▶ Required action:
A picture-free, exact copy of all the records below is the goal.

:::::

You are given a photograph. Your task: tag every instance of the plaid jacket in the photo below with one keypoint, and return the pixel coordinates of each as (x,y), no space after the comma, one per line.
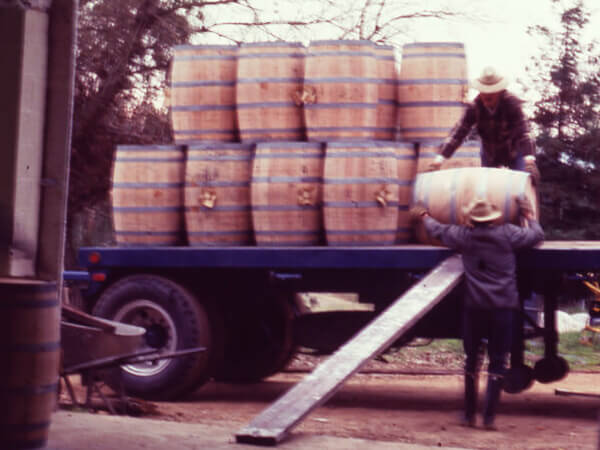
(504,134)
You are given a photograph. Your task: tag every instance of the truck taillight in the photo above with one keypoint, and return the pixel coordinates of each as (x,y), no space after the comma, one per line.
(99,276)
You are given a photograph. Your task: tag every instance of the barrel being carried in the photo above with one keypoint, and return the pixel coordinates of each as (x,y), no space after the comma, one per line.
(445,193)
(340,90)
(147,194)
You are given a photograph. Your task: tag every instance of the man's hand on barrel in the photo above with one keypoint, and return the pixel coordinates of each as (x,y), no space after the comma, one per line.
(525,208)
(531,167)
(436,164)
(417,212)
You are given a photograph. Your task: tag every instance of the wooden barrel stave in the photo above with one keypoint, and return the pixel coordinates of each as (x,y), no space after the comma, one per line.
(467,155)
(360,193)
(407,166)
(446,193)
(269,83)
(30,336)
(287,194)
(431,89)
(342,94)
(147,194)
(387,103)
(202,94)
(217,194)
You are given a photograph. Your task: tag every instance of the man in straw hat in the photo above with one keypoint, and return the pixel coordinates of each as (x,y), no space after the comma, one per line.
(501,125)
(491,297)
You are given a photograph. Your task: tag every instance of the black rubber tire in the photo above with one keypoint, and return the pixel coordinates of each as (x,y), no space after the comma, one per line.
(259,339)
(189,324)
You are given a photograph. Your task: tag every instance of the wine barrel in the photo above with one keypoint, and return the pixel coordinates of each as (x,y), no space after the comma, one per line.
(467,155)
(360,193)
(446,193)
(340,90)
(147,194)
(269,83)
(217,194)
(386,122)
(407,167)
(287,193)
(202,95)
(30,354)
(431,89)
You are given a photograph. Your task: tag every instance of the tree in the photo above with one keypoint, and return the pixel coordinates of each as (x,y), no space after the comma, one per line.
(567,117)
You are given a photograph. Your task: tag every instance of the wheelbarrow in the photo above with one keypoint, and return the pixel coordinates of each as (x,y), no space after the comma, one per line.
(92,346)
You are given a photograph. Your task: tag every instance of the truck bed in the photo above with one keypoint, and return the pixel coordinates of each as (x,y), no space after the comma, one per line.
(551,255)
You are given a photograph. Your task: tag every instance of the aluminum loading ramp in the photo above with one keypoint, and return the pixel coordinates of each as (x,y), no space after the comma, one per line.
(275,422)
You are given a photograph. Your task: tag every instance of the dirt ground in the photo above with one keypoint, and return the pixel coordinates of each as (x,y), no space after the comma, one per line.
(419,408)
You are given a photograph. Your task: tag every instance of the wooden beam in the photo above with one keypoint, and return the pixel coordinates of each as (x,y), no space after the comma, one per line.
(275,422)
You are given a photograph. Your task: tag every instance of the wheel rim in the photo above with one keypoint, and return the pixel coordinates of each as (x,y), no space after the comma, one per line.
(161,333)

:::::

▶ Exercise solution:
You are given a photograph. Your task: tag every instance of the plaid jacket in the photo below with one keypoint, and return the pixel coordinates of each as (x,y), no space after the comma, one per line.
(504,134)
You are given a photograph. Your task: tag every instance of the truck taillight in the photo above with one keypoint, and return the pixel coordinates of each as (x,y), no space after the comma, one per line.
(99,276)
You are given a photograph. Your task: tag every instance of the barrel being carried in the photo above with one keypoint, and return the pixel coordinates of each as (x,y), no space after the comma, one per line.
(445,193)
(340,90)
(147,194)
You are given a photograph. Your task: tag every instance of the man's hand on barrel in the photo above with one keypoint, and return the pixel coordinates of each as (x,y), no space after the comma, one per line.
(525,208)
(531,167)
(436,164)
(417,212)
You are given a photograph. Your task: tag every instance of the wooden barrel stave in the photo above with one keypoint, and return the pixel coordinates of each as (x,y), no space after the comma, one per line.
(467,155)
(360,193)
(407,166)
(446,193)
(269,83)
(30,336)
(287,194)
(431,89)
(342,94)
(147,194)
(387,103)
(202,94)
(217,194)
You are given a photograph. Your task: tag every instance of the man in straw hat in the photo above with one keypoint, and return the pixel coordinates of each as (x,y), no space after the comma, one per line.
(501,125)
(491,297)
You are given a photograph. Your task: tag every instance of the black rubber tire in the photo above with one keypoint, and return the pixel coordinates of each as (x,y), no space after the comma, one per line.
(259,339)
(189,324)
You are given a photograph. Your task: tag every instance of the wine barrel in the photo above with one keypoint, and return the pixel coordinates of each as (x,y), no space after the comma, one per line.
(467,155)
(360,193)
(446,193)
(340,90)
(147,194)
(269,83)
(217,194)
(386,122)
(407,167)
(287,193)
(202,95)
(30,354)
(431,89)
You are given a photograph. Your task: tag every instance of the tree in the photo above with one keypoint, and return the pixel coordinates of each as (x,y), no space after the comma, one per line.
(567,117)
You are given a photograph. Your task: tag every instance of the wheelbarrow in the photo above with one keypoint, and return the pixel coordinates of each as (x,y), no space after the comma, one per line.
(92,346)
You are given a photograph. Your task: tag every instance of the truck bed in the photo above with one keypoint, and return the pixel coordinates of each as (x,y), no space after the comma, one per line.
(551,255)
You are given a photograph. Your task: tag every instance of the aluminum loading ramp in the photo above with one keypoint, and return the pixel coordinates of each as (x,y), no space after the comma, one per line.
(275,422)
You are given a photograph. Your task: tag every instance of the dirt ground in the photo above with one keypoint, and return the pixel coordinates of each as (x,y), no space after the comma, one per line.
(419,408)
You are given a photograph. Your task: tag every instance of the wooden beam in the photo above with one keypoint, and return the pixel coordinates of each as (x,y), no space after the comma, one per line.
(275,422)
You are given a photograph. Your task: tag every instance of the wheel rim in the photo above with one keypoint, and return the pixel coordinates of each as (x,y), no space after the comma, one per line.
(161,333)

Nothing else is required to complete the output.